[Dataset records]
+ + + + +
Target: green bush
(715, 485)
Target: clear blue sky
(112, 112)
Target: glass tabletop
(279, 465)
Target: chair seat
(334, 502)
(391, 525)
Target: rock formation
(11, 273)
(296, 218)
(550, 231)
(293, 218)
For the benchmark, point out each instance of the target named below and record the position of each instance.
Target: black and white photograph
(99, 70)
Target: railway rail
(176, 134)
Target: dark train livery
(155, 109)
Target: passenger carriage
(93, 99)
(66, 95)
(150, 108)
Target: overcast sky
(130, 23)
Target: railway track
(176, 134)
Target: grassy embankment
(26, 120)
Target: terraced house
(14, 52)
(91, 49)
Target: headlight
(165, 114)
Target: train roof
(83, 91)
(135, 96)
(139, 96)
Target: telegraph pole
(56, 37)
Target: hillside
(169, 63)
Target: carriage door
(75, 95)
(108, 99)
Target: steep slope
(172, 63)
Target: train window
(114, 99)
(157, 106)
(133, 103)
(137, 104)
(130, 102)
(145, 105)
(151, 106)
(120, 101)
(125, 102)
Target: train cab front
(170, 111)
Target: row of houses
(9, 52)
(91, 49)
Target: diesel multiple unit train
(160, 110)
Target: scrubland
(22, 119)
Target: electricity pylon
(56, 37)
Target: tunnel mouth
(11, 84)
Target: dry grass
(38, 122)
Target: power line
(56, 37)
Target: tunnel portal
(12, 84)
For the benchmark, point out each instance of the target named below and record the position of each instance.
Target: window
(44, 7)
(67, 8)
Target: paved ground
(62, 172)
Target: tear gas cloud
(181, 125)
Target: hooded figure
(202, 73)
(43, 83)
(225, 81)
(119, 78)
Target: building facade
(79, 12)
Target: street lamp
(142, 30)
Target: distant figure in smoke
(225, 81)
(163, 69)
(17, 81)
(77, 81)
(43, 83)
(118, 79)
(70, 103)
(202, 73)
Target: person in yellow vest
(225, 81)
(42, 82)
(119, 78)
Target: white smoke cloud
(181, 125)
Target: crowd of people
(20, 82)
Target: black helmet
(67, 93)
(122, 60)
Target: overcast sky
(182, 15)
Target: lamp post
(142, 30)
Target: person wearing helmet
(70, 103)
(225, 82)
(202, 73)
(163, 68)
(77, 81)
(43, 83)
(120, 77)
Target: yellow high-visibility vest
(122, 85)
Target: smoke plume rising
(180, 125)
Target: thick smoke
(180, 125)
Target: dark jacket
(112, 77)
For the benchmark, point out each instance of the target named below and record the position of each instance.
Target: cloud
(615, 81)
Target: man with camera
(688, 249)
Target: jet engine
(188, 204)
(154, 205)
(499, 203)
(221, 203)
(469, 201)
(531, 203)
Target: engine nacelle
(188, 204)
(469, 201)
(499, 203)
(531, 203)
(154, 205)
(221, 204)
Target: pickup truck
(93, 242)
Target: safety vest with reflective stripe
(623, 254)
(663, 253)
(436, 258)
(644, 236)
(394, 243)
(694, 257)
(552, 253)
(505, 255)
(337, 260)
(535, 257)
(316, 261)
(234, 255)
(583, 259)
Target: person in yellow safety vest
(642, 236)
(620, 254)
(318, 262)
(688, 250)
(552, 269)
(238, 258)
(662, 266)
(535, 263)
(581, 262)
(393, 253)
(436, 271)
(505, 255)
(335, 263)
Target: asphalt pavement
+ + + + +
[Task statement]
Please repeat the listing exactly, with nothing left out.

[Written response]
Target: green bush
(715, 485)
Target: clear blue sky
(112, 112)
Target: glass tabletop
(279, 465)
Target: chair seat
(334, 502)
(391, 525)
Target: rock formation
(11, 273)
(296, 218)
(550, 231)
(293, 218)
For the benchmark, point out each instance of the target named below and record the position of each instance.
Target: black and white photograph
(99, 70)
Target: railway rail
(176, 134)
Target: dark train livery
(155, 109)
Target: passenger carriage
(93, 99)
(66, 95)
(150, 108)
Target: overcast sky
(130, 23)
Target: railway track
(176, 134)
Target: grassy embankment
(26, 120)
Target: terraced house
(14, 52)
(91, 49)
Target: headlight
(165, 114)
Target: train roof
(83, 91)
(135, 96)
(139, 96)
Target: telegraph pole
(56, 37)
Target: hillside
(169, 63)
Target: carriage door
(75, 95)
(108, 99)
Target: steep slope
(172, 63)
Target: train window
(114, 99)
(157, 106)
(133, 103)
(137, 104)
(130, 102)
(145, 105)
(151, 106)
(120, 101)
(125, 102)
Target: train cab front
(170, 111)
Target: row of houses
(9, 52)
(91, 49)
Target: diesel multiple unit train
(160, 110)
Target: scrubland
(22, 119)
Target: electricity pylon
(56, 37)
Target: tunnel mouth
(11, 84)
Target: dry grass
(38, 122)
Target: power line
(56, 37)
Target: tunnel portal
(12, 84)
For the benchmark, point out each instance of the target named below and record the position of each instance.
Target: window
(44, 7)
(67, 8)
Target: paved ground
(62, 172)
Target: tear gas cloud
(181, 125)
Target: hooded figure
(202, 73)
(43, 83)
(225, 81)
(119, 78)
Target: building facade
(79, 12)
Target: street lamp
(142, 30)
Target: distant figure in smoke
(225, 81)
(163, 69)
(17, 81)
(77, 81)
(43, 83)
(118, 79)
(70, 103)
(202, 73)
Target: person in yellow vest
(225, 81)
(42, 82)
(119, 78)
Target: white smoke cloud
(181, 125)
Target: crowd of people
(20, 82)
Target: black helmet
(67, 93)
(122, 60)
Target: overcast sky
(182, 15)
Target: lamp post
(142, 30)
Target: person wearing helmet
(70, 103)
(225, 82)
(202, 73)
(163, 68)
(77, 81)
(43, 83)
(120, 77)
Target: yellow high-visibility vest
(122, 85)
Target: smoke plume rising
(180, 125)
Target: thick smoke
(180, 125)
Target: dark jacket
(112, 77)
For the benchmark, point out each instance of the target named below and record the position of each instance.
Target: cloud
(615, 81)
Target: man with camera
(688, 249)
Target: jet engine
(188, 204)
(154, 205)
(499, 203)
(221, 203)
(469, 201)
(531, 203)
Target: engine nacelle
(188, 204)
(469, 201)
(499, 203)
(531, 203)
(154, 205)
(221, 204)
Target: pickup truck
(93, 242)
Target: safety vest with reflective stripe
(623, 254)
(663, 253)
(436, 258)
(644, 236)
(394, 243)
(694, 257)
(552, 253)
(505, 255)
(337, 260)
(535, 257)
(316, 261)
(234, 255)
(583, 259)
Target: person in yellow safety vest
(642, 236)
(620, 254)
(318, 262)
(688, 250)
(552, 269)
(238, 258)
(662, 266)
(535, 263)
(581, 262)
(393, 253)
(436, 271)
(505, 255)
(335, 263)
Target: asphalt pavement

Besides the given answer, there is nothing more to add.